**PAGE**
--*--

Witold Sadowy (7 January 1920 – 15 November 2020) was a Polish film and theatre actor as well as publicist and columnist of the Gazeta Wyborcza daily and Życie na gorąco magazine.

Life and career
He was born on 7 January 1920 in Warsaw. In 1944, during the Warsaw Uprising, he lost his father and brother. He returned to Warsaw with his mother after the Soviets gained control of the city.

He made his theatre debut in 1945 by performing the role of Florian in Maurice Maeterlinck's play Le Bourgmestre de Stilmonde directed by Ryszard Wasilewski. He worked at such Warsaw theatres as  City Drama Theatre (1945, 1946–1949), Polish Theatre (1945–1946; 1949–1951), New Theatre (1951–1953), Młoda Warszawa Theatre (1953–1957), Classic Theatre (1957–1972) and TR Warszawa (1972–1988). He gave his last performance in 1989 by playing the role of Field Marshal in Zygmunt Nowakowski's play The Rosemary Twig.

In the 1980s, he began working as a theatre columnist and publicist in such newspapers as Życie Warszawy, Życie Codzienne, Słowo, Express Wieczorny and the New York-based Nowy Dziennik. Since 1985, he also wrote articles in Gazeta Wyborcza. He published a number of books on theatre and film and came to be known as "the chronicler of Warsaw's theatre life". The Polish Union of Stage Actors (ZASP), awarded him the title of distinguished member as a recognition of his work.

Personal life
In January 2020, at the age of 100, he publicly came out as homosexual in a television reportage by TVP Kultura channel devoted to the celebration of the centenary of his birth. He lived in a relationship with Jan Ryżow, an engineer, from 1942 until Ryżow's death in 1996. In March 2020, his coming out received a considerable national and international attention. He died on 15 November 2020.

Filmography
1946: Zakazane piosenki – violinist
1960: Bad Luck – soldier
1970: Pogoń za Adamem – officer
1973: Wielka miłość Balzaka – Victor Hugo (episode 7)

--*--

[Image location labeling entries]
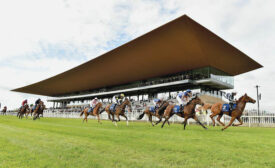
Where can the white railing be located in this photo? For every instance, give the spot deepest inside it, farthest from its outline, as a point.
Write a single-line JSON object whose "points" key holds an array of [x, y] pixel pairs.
{"points": [[250, 121]]}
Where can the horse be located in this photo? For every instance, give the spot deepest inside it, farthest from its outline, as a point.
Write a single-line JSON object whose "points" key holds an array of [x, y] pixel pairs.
{"points": [[96, 111], [158, 113], [38, 110], [119, 111], [217, 109], [22, 111], [29, 112], [187, 112], [4, 111]]}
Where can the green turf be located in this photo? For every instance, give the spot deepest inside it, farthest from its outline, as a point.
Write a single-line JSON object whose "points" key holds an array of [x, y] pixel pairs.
{"points": [[52, 142]]}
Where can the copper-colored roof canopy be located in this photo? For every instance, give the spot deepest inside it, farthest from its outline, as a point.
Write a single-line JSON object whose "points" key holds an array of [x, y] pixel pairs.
{"points": [[177, 46]]}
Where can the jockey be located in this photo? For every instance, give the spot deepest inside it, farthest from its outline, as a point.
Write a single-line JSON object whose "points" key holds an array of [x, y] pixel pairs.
{"points": [[183, 97], [94, 102], [230, 98], [157, 103], [36, 103], [117, 99], [24, 103]]}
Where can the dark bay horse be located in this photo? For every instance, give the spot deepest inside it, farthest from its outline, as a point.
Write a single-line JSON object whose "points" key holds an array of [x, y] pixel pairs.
{"points": [[216, 109], [188, 112], [96, 111], [23, 111], [119, 111], [158, 113], [38, 110], [4, 111]]}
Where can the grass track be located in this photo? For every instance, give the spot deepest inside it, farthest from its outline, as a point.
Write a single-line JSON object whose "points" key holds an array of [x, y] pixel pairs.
{"points": [[55, 142]]}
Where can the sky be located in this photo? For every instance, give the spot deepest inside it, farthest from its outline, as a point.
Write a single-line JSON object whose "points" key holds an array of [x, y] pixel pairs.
{"points": [[39, 39]]}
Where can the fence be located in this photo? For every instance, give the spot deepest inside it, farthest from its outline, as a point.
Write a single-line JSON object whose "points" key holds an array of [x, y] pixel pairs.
{"points": [[262, 120]]}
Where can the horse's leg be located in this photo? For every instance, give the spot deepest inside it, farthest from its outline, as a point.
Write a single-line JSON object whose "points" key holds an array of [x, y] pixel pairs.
{"points": [[240, 120], [125, 118], [198, 121], [230, 123], [219, 119], [86, 117]]}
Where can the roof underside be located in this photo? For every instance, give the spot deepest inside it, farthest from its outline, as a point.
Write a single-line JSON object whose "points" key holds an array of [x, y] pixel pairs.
{"points": [[177, 46]]}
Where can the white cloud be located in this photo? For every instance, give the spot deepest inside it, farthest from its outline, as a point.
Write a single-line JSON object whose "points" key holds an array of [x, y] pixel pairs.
{"points": [[40, 39]]}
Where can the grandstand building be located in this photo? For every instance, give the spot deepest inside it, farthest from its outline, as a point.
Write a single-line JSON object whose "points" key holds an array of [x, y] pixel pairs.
{"points": [[178, 55]]}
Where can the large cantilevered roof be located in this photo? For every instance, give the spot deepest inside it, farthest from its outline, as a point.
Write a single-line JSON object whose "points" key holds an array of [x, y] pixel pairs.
{"points": [[177, 46]]}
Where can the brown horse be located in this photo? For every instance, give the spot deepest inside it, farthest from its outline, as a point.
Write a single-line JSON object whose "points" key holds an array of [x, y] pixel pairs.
{"points": [[158, 113], [216, 109], [23, 111], [96, 111], [4, 111], [188, 112], [119, 111], [38, 110], [29, 111]]}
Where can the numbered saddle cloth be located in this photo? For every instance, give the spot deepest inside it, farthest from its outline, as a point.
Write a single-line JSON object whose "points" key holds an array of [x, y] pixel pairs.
{"points": [[226, 107]]}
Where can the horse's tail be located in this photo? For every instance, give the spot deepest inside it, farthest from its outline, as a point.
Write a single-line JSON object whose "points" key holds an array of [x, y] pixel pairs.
{"points": [[141, 116], [101, 111], [81, 113]]}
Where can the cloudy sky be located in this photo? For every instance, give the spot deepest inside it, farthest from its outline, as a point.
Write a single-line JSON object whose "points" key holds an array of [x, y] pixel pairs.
{"points": [[39, 39]]}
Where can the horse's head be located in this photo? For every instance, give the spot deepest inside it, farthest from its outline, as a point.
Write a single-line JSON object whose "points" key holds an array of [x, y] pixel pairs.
{"points": [[248, 99]]}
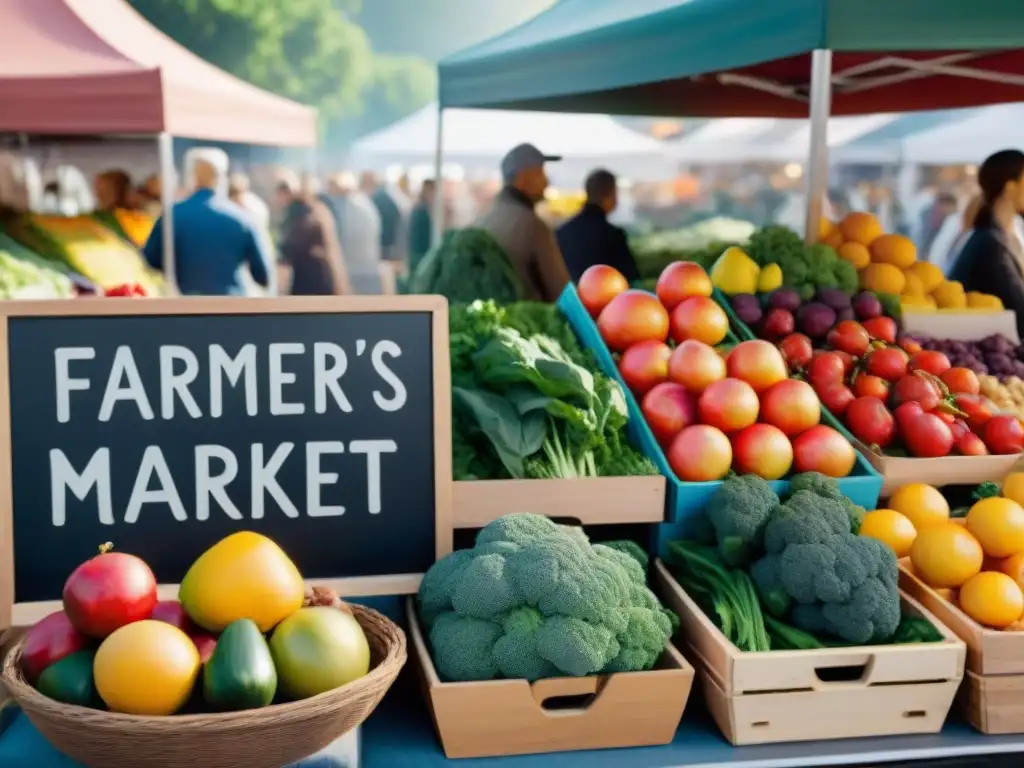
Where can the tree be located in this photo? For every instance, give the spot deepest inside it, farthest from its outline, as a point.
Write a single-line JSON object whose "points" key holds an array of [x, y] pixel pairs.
{"points": [[307, 50]]}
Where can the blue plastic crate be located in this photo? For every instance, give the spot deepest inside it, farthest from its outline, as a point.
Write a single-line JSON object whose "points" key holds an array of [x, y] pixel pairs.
{"points": [[685, 500]]}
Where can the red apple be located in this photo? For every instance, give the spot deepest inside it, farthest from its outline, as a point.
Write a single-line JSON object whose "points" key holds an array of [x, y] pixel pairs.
{"points": [[47, 642], [111, 590], [170, 611]]}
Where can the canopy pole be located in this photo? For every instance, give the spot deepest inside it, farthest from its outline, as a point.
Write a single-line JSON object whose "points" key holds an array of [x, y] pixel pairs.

--*--

**DIRECTIONS FOR THIS TASK**
According to the article on Witold Sadowy, what role did he play in his final stage performance in 1989?

**RESULT**
Field Marshal in Zygmunt Nowakowski's play The Rosemary Twig.